§ **Given exercise 1**:
In the jet stream passage below, what happens to the jet stream when the temperature differential is large?
§ **Given exercise 2**:
Repeat word for word the part of the jet stream passage below that runs from "Jet streams and" to "and wetter weather.".

++++ Quoted passage

The jet stream is a river of fast moving
air in the upper atmosphere. It steers storms and moves
weather patterns across the globe.
Jet streams and climate change
Jet stream is driven partly by the temperature differential between the
Arctic and the mid-latitudes.
If the temperature differential is large then the jet stream speeds up (zonal flow).
If the temperature differential reduces because of a warming Arctic then the jet stream weakens (trough/ridge) flow.
When the jet stream goes up (ridge) we see warm and dry weather. When the jet stream takes dip (trough) we see cooler and wetter weather.
Rossby waves
The undulations of the upper-level westerly winds
Seen from space, Rossby waves have about half the rotational speed of Earth.

++++++++
++++ Extracted information

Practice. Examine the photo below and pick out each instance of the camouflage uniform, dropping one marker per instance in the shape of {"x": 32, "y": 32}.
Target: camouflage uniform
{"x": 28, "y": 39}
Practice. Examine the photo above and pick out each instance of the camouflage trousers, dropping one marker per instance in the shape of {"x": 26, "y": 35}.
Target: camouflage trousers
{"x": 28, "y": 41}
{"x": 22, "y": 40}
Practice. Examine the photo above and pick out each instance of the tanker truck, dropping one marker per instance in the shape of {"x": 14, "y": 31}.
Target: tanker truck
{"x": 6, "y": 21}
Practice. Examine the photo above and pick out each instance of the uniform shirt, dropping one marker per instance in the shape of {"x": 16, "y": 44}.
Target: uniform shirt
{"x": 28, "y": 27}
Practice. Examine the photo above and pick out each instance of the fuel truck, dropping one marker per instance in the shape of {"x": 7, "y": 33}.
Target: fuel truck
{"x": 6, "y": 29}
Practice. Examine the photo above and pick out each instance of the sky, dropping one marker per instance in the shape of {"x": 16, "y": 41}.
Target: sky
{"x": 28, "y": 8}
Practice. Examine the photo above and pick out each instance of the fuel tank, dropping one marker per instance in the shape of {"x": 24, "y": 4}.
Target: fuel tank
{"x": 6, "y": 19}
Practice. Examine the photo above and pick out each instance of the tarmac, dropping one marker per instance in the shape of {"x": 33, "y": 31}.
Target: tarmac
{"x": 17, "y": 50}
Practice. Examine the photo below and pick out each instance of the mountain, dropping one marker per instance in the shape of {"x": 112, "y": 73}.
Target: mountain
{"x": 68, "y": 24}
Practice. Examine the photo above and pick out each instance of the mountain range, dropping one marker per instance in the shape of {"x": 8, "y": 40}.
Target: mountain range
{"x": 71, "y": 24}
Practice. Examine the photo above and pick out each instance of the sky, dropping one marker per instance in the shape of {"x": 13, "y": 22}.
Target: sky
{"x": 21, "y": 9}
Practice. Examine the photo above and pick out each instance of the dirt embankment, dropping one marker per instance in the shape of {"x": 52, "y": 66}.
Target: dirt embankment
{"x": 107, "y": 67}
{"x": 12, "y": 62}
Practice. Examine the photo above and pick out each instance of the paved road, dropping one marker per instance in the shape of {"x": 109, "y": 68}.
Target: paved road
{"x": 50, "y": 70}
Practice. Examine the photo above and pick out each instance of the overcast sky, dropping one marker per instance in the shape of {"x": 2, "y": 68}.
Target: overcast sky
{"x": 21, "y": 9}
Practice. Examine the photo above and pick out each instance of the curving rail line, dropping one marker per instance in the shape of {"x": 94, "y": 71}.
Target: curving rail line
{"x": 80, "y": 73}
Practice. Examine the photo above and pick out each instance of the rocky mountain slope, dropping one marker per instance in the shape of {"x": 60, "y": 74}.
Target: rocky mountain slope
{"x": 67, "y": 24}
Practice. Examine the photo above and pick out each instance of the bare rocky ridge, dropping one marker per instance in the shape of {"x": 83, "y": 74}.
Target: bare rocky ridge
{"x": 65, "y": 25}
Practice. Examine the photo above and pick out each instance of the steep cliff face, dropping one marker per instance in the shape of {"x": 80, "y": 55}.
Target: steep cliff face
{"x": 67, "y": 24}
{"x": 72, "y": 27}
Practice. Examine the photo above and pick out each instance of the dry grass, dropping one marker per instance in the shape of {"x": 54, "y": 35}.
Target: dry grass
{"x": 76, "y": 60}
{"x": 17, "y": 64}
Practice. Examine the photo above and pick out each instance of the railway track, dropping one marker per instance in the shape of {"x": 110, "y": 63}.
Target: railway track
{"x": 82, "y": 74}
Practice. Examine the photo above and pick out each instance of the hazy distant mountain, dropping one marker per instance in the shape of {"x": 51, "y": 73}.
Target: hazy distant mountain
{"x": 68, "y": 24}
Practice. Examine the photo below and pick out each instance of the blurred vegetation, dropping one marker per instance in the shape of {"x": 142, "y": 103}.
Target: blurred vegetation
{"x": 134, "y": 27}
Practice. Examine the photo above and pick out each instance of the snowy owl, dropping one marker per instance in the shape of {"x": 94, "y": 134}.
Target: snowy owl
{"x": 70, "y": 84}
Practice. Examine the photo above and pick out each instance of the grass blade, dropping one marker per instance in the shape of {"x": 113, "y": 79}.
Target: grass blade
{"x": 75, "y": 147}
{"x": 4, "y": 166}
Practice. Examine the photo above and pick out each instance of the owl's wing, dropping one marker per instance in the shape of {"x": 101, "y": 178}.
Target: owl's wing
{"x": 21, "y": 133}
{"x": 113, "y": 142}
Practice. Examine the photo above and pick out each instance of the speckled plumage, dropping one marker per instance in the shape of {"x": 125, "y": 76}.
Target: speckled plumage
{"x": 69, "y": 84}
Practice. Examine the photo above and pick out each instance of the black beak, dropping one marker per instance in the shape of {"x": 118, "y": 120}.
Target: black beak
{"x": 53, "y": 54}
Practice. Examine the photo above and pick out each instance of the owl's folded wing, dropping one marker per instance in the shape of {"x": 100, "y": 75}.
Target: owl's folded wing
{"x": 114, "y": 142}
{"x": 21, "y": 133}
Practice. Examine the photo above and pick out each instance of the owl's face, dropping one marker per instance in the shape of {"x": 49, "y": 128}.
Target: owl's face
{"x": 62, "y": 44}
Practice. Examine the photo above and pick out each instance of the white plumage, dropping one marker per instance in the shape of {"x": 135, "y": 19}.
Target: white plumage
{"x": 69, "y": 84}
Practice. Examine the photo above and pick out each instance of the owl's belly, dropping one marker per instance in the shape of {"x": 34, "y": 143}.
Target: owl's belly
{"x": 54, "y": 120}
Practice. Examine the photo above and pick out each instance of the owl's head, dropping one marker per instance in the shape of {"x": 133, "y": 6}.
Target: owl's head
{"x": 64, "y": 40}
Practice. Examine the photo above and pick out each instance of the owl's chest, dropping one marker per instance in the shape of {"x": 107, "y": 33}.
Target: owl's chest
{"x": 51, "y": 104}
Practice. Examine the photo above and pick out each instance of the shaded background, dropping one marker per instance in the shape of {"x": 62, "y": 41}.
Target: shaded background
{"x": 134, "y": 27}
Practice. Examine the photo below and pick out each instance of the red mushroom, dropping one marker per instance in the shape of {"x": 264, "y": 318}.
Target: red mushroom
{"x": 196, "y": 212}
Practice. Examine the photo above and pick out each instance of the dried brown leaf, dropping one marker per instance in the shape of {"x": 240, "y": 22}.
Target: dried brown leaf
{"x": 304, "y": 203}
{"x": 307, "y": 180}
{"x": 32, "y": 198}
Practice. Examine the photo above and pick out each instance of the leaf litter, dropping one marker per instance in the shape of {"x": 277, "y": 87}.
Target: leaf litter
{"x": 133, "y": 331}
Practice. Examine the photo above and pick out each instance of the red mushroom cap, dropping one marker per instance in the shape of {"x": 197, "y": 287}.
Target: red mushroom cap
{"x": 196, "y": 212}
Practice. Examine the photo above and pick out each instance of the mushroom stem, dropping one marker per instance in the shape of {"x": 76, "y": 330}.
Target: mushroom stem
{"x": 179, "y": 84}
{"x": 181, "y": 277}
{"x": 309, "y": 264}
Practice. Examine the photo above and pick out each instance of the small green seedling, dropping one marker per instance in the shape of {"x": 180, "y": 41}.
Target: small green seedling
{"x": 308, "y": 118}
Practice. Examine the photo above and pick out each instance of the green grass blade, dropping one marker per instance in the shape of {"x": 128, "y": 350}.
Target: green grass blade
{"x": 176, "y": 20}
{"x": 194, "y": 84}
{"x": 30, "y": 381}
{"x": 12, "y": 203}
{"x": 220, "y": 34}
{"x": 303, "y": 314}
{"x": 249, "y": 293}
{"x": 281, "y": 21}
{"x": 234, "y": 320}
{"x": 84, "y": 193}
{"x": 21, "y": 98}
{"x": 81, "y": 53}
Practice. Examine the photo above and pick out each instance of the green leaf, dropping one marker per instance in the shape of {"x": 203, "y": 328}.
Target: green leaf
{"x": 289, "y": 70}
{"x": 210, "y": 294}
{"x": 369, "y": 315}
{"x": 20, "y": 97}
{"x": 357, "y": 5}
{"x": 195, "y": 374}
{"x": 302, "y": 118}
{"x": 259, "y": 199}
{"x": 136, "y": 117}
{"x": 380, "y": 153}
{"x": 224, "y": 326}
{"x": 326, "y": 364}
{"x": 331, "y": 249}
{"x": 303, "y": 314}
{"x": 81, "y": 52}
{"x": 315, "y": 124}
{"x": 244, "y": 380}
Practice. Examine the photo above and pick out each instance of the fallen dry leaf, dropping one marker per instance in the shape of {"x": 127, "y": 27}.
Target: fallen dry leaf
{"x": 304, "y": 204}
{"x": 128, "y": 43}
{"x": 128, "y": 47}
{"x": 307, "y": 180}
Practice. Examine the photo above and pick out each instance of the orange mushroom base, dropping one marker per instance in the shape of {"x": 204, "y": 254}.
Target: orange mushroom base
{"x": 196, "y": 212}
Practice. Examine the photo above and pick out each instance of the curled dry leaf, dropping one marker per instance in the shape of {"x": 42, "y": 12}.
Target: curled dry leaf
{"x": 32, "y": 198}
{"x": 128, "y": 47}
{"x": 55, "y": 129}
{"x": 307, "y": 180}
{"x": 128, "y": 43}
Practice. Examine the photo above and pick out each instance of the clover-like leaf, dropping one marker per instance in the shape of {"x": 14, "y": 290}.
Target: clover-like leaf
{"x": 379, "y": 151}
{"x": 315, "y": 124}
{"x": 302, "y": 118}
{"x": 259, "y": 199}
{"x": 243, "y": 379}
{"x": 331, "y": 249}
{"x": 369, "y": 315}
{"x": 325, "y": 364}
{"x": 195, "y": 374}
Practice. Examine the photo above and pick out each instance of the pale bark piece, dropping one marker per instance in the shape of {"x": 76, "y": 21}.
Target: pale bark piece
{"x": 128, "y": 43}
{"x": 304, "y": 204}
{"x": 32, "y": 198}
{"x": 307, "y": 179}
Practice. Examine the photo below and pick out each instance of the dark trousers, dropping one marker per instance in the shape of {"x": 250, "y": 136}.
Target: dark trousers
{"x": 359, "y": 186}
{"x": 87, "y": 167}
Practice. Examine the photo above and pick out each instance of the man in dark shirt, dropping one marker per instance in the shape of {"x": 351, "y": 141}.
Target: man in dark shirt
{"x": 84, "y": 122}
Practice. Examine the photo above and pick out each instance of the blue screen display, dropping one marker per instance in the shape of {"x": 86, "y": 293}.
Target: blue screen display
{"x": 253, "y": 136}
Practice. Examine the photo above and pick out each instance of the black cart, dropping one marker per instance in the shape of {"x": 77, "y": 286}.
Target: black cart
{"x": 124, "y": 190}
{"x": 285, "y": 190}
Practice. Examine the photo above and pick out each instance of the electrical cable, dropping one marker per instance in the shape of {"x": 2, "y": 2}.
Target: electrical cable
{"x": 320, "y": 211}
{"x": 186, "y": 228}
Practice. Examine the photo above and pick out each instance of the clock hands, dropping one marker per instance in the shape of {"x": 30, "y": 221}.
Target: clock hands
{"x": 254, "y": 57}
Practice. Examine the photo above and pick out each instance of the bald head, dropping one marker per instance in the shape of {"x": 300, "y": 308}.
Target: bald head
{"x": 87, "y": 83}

++++++++

§ **Written answer 1**:
It speeds up (zonal flow).

§ **Written answer 2**:
Jet streams and climate change
Jet stream is driven partly by the temperature differential between the
Arctic and the mid-latitudes.
If the temperature differential is large then the jet stream speeds up (zonal flow).
If the temperature differential reduces because of a warming Arctic then the jet stream weakens (trough/ridge) flow.
When the jet stream goes up (ridge) we see warm and dry weather. When the jet stream takes dip (trough) we see cooler and wetter weather.